**DATA FOR REVIEW**
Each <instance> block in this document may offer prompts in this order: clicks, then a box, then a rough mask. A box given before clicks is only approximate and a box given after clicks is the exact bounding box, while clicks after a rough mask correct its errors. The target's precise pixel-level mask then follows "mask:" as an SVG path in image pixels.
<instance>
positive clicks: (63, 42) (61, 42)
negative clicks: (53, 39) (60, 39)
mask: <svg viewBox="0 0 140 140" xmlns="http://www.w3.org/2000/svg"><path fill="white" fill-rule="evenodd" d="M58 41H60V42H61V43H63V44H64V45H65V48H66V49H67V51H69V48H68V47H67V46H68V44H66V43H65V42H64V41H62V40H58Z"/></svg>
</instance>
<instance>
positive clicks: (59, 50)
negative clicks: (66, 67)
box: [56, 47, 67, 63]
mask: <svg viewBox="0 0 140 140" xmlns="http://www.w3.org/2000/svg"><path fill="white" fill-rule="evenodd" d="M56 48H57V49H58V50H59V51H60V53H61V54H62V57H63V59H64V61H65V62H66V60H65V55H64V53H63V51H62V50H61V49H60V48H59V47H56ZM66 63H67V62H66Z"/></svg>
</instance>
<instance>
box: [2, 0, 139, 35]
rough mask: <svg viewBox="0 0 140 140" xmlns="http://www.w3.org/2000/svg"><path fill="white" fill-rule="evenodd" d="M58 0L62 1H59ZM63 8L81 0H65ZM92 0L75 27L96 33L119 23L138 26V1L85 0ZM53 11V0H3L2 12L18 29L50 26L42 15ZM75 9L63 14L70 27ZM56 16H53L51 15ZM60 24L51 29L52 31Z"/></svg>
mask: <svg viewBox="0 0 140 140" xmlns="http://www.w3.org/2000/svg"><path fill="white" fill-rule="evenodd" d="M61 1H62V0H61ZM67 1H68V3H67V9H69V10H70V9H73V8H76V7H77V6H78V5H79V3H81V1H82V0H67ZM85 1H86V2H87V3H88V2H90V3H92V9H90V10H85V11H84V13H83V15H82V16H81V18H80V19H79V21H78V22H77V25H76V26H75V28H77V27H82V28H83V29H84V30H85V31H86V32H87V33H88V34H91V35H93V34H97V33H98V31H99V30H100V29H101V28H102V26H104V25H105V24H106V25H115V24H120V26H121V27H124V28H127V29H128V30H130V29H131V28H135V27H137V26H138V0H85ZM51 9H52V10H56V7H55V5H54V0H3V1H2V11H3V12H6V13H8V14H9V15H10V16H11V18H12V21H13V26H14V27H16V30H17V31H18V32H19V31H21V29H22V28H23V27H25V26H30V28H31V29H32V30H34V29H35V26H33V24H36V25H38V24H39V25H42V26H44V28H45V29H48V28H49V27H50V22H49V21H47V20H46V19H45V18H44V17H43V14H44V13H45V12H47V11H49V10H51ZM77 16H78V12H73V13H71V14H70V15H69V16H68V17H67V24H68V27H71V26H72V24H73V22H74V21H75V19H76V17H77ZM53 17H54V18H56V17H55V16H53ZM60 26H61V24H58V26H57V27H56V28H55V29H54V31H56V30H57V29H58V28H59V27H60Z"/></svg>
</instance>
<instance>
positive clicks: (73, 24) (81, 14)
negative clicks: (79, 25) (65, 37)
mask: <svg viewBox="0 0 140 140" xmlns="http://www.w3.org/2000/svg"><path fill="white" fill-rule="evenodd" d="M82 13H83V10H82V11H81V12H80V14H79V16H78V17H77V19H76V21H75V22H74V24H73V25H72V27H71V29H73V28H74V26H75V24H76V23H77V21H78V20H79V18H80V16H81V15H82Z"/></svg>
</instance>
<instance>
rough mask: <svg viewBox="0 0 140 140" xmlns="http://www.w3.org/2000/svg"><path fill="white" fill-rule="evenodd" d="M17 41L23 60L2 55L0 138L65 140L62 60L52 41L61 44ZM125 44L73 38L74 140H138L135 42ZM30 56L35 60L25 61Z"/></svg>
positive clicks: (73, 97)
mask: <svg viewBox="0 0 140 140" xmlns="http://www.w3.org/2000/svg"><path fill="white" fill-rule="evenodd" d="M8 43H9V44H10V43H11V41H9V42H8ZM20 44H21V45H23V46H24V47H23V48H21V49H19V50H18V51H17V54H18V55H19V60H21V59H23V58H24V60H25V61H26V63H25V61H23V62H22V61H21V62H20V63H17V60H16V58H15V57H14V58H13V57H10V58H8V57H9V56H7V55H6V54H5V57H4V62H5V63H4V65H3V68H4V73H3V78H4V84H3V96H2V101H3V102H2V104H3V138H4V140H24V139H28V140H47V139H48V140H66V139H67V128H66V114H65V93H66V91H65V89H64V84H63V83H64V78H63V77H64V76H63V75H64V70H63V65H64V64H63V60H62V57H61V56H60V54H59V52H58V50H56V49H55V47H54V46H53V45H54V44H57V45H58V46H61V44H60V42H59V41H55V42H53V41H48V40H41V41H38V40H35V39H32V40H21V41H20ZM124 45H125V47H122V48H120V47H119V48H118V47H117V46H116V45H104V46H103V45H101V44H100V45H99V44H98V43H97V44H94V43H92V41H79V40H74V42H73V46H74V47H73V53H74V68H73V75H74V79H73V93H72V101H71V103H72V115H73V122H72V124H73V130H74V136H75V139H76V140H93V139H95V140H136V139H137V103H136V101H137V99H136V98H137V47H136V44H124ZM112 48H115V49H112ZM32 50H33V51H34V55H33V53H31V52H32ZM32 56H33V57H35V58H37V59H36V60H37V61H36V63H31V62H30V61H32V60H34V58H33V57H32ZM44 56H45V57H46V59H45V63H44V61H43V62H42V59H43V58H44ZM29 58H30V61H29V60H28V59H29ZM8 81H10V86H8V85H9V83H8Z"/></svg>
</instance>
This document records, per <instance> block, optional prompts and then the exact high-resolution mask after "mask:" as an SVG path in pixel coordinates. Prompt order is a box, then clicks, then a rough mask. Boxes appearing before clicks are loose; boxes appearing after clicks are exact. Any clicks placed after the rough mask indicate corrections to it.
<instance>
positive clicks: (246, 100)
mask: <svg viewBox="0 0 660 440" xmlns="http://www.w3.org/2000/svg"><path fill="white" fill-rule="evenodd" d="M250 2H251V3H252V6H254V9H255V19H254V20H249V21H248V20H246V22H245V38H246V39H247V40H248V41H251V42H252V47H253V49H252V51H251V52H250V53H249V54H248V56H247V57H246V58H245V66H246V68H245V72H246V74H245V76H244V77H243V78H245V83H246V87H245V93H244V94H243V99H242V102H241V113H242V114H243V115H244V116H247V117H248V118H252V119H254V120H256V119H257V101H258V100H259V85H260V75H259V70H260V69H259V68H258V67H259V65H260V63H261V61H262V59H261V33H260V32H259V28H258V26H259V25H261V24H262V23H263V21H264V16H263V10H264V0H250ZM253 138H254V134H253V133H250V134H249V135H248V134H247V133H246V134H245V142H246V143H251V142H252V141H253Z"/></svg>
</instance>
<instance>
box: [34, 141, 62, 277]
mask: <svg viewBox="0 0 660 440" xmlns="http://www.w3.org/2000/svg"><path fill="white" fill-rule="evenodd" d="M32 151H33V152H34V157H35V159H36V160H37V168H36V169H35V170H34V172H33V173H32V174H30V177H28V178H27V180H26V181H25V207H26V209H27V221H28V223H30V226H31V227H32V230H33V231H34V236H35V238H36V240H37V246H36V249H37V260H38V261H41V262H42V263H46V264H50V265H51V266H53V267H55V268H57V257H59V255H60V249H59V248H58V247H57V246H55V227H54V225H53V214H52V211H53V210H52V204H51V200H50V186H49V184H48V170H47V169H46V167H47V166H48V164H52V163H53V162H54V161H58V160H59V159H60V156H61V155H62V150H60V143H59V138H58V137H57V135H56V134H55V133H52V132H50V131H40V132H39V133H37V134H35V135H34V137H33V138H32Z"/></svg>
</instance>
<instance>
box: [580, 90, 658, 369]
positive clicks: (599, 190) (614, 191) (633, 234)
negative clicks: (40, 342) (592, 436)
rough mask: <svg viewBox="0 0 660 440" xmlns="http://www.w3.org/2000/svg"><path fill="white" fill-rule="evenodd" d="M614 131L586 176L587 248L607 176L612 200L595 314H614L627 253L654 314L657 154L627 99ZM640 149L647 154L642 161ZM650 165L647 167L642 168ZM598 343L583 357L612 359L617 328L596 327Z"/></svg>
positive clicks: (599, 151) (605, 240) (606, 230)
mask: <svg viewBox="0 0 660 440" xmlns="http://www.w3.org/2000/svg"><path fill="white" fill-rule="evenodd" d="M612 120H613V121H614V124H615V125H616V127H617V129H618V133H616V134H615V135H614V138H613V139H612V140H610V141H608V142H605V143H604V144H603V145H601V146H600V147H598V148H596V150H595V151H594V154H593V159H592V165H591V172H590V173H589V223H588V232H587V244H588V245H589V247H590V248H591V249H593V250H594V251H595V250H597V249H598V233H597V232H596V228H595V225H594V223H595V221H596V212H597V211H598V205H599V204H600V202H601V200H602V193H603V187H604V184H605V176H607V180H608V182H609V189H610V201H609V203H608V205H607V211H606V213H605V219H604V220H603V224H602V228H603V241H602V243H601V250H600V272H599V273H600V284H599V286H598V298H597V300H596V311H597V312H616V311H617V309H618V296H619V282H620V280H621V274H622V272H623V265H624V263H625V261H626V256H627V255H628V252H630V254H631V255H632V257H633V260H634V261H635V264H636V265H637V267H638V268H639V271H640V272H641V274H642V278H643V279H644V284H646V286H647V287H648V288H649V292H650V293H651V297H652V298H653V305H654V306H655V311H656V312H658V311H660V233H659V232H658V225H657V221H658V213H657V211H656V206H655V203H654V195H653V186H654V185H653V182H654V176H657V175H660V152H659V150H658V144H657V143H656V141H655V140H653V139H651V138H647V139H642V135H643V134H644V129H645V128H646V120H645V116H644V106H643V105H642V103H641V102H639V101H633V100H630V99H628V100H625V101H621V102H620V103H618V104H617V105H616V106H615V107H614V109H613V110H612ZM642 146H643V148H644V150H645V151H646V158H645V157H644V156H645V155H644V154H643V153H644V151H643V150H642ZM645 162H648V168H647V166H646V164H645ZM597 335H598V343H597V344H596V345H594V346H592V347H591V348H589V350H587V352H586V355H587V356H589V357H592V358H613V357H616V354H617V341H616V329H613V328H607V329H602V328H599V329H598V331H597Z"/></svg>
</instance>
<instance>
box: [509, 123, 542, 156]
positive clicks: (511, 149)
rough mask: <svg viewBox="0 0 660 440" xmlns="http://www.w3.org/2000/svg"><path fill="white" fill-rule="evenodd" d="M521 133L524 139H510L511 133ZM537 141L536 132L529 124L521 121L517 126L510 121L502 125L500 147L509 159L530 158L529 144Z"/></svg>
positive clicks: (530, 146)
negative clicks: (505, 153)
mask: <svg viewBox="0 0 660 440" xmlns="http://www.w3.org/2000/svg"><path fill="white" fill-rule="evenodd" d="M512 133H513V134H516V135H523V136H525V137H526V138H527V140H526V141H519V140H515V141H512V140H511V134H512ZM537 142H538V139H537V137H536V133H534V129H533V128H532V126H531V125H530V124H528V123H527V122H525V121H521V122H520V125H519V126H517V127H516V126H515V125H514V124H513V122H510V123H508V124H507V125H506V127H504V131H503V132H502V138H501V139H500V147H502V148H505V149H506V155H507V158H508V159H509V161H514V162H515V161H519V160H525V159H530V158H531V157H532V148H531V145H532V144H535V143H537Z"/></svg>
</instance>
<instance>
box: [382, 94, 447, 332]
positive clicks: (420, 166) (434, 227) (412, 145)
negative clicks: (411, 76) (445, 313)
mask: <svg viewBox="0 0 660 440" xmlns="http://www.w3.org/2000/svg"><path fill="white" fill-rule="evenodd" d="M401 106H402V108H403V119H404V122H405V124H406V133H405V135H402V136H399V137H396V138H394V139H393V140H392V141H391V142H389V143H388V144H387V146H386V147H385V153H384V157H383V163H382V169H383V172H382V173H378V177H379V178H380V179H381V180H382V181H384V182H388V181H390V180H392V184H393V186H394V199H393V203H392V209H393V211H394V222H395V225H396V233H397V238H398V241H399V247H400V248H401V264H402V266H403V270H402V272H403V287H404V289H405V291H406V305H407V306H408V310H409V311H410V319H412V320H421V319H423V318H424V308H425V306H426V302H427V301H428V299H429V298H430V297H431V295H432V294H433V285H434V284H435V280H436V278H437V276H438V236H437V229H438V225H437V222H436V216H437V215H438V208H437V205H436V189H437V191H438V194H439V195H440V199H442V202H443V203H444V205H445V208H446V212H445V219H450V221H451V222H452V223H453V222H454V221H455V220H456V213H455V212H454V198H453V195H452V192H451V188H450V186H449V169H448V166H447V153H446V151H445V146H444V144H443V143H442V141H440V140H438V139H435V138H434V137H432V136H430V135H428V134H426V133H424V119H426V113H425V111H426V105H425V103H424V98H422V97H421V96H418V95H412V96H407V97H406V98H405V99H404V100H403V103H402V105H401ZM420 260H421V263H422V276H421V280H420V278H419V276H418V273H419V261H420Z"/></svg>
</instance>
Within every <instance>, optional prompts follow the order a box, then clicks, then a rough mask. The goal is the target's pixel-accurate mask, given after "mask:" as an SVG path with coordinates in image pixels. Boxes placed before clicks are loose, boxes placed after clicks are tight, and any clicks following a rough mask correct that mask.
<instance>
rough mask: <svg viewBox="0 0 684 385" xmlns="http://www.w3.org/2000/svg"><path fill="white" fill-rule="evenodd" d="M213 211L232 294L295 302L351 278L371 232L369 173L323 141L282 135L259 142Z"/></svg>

**HOW TO COMPLETE THIS TASK**
Which lines in the records above contain the string "loose"? Copy each one.

**RESULT OF THE TASK**
This document records, per <instance> block, optional prompts and then the exact high-resolution mask after "mask:" as an SVG path in pixel coordinates. Prompt order is a box, then clicks, then a rough mask. Boxes appearing before clicks are loose; boxes appearing after clicks are exact. Any clicks placed after the rough mask indicate corrections to it.
Within every <instance>, optional prompts follow the order a box, then clicks, then a rough mask. The goal is the target's pixel-accurate mask, given after "mask:" as an SVG path with coordinates in image pixels. Boxes placed before clicks are loose, boxes placed after clicks are tight, and any clicks following a rough mask correct that mask.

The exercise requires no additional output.